begin Text excerpt

Dreams Worth More Than Money

         
0 3.5 out of 5 stars
Label:
Maybach Music Group, Atlantic
Featured Guest(s):
Nicki Minaj, Chris Brown, the Weeknd, Rick Ross, Jeremih
Producer(s):
Play Picasso, Tory Lanez, Bangladesh, Metro Boomin, Southside, Alex Delicata, Danny Morris, the Monarch, Kevin Cossom, DJ Khaled, Stoopid On Da Beat, Vinylz, Cubeatz, Allen Ritter, Cardo, Yung Exclusive, Boi-1da, Danny Boy Styles, Ben Billion$, Cali the Producer, OZ SykSense, Danja
Release Date :
June 29, 2015

A week after I moved to New York City in 2012 Meek Mill celebrated his new album, Dreams and Nightmares, with a release party at Electric Lady Studios. Jay Z and Will Smith came through, each departing before Meek, Wale, and Ross even arrived, having successfully fulfilled their obligations to make the listening session a capital-E Event. And indeed, the full breadth of New York's hip-hop media was in attendance to celebrate Meek's highly anticipated MMG debut. Dreams and Nightmares' title track, which would outlast its namesake to become a cult classic, set a powerful tone; as Meek Mill rapped along with his music, writers took to Twitter to hail the record. Twelve days later, Kendrick Lamar released good kid, m.A.A.d. city, and today, Dreams and Nightmares is widely remembered as an unofficial single with 13 b-sides trailing behind.

end Text excerpt
begin Provided material

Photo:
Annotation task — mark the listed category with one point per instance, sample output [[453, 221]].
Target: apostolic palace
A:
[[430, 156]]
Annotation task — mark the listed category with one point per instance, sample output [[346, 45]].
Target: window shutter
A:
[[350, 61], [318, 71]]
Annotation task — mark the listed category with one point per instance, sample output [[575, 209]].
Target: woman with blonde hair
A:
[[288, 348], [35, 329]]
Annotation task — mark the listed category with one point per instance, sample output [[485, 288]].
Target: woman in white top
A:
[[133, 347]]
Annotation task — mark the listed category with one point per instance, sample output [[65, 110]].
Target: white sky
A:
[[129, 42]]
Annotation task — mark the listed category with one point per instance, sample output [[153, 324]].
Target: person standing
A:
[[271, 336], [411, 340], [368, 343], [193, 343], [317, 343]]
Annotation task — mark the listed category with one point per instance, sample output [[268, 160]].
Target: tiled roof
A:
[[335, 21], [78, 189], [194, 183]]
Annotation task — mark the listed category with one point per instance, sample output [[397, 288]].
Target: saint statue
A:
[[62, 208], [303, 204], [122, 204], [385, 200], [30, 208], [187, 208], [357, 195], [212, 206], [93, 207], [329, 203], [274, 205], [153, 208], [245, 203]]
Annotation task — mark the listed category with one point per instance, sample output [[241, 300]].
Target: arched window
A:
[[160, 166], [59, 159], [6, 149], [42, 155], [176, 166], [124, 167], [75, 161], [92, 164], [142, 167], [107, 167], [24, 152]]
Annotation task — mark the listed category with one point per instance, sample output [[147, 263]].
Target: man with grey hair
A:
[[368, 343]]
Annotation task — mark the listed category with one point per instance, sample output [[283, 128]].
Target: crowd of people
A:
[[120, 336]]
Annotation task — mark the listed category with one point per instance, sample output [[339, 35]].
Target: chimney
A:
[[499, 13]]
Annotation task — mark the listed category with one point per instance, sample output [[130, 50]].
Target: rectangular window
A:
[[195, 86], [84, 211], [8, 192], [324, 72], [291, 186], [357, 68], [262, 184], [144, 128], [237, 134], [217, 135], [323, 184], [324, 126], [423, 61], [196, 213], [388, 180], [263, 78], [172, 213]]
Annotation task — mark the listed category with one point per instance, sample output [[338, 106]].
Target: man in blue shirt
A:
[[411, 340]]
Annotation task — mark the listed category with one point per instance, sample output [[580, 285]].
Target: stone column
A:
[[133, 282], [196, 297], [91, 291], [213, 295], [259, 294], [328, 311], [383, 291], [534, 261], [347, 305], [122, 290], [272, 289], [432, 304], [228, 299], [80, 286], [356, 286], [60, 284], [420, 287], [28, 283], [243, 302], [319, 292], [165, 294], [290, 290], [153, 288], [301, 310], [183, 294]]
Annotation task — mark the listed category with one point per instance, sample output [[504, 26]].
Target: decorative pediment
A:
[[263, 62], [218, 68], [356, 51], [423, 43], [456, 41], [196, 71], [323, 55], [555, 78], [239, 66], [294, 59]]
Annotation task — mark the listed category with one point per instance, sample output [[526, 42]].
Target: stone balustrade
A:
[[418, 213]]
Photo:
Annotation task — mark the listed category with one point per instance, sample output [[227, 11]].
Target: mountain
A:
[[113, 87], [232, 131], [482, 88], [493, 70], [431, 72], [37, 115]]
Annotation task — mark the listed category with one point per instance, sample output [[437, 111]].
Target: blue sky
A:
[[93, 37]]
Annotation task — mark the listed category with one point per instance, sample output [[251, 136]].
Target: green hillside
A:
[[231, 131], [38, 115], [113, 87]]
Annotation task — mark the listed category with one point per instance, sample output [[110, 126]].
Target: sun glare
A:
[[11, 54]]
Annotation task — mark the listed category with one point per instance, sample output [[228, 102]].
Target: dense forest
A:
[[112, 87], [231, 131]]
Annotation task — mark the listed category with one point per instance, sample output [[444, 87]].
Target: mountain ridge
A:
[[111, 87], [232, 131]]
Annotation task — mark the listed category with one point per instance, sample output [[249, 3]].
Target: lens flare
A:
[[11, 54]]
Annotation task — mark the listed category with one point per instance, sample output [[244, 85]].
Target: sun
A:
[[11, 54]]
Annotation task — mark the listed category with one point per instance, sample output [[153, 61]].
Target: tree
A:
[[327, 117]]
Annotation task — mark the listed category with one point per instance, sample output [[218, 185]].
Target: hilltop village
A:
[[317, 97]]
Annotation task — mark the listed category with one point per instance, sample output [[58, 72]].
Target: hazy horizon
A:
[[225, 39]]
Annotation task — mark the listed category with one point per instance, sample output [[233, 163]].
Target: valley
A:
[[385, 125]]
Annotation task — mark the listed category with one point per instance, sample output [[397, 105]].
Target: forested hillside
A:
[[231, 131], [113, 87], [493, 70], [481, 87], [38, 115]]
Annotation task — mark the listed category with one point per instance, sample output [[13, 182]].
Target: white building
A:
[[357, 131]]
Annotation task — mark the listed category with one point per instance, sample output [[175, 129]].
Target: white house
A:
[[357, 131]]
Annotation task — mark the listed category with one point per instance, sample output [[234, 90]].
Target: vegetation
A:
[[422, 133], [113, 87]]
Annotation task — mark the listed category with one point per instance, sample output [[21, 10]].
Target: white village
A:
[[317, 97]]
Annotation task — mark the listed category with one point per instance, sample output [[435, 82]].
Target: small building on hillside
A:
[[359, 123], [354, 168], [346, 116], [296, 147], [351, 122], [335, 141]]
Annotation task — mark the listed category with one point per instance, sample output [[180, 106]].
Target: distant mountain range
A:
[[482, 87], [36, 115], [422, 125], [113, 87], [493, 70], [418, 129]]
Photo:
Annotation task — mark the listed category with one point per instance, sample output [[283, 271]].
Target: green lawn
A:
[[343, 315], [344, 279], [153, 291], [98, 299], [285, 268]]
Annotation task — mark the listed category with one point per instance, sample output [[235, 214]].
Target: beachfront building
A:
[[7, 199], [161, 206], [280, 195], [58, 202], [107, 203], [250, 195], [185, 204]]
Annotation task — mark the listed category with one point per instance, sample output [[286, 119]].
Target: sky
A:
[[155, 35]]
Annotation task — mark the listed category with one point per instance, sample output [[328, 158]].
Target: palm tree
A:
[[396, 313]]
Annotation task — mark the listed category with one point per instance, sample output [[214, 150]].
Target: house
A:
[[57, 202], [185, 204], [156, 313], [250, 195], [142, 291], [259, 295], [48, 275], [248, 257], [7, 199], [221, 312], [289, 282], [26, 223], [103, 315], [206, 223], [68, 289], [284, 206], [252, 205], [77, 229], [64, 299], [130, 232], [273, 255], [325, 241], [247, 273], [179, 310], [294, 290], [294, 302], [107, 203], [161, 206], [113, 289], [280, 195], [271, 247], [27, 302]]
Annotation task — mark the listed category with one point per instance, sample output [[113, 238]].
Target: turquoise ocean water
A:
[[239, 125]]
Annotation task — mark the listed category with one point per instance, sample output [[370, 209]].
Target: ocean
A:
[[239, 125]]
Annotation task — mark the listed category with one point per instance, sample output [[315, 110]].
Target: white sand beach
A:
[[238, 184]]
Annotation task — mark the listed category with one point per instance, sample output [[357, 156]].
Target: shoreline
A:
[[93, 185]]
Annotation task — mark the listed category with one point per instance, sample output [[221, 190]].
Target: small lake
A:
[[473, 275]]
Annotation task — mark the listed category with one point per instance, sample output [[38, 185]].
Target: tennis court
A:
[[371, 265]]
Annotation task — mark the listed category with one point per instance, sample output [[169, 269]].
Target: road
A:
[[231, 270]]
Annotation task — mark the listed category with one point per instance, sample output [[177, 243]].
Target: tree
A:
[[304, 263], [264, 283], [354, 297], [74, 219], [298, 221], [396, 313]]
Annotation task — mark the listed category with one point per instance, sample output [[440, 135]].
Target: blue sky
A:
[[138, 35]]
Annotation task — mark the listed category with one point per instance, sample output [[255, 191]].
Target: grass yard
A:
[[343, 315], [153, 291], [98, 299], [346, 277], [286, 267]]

end Provided material

**Required task A:**
Transcribe the part of the album review that opens with the words containing "A week after" and closes with "b-sides trailing behind.".
**Required task B:**
In the album review, where did Meek Mill hold the release party for Dreams and Nightmares?

**Task output A:**
A week after I moved to New York City in 2012 Meek Mill celebrated his new album, Dreams and Nightmares, with a release party at Electric Lady Studios. Jay Z and Will Smith came through, each departing before Meek, Wale, and Ross even arrived, having successfully fulfilled their obligations to make the listening session a capital-E Event. And indeed, the full breadth of New York's hip-hop media was in attendance to celebrate Meek's highly anticipated MMG debut. Dreams and Nightmares' title track, which would outlast its namesake to become a cult classic, set a powerful tone; as Meek Mill rapped along with his music, writers took to Twitter to hail the record. Twelve days later, Kendrick Lamar released good kid, m.A.A.d. city, and today, Dreams and Nightmares is widely remembered as an unofficial single with 13 b-sides trailing behind.

**Task output B:**
At Electric Lady Studios.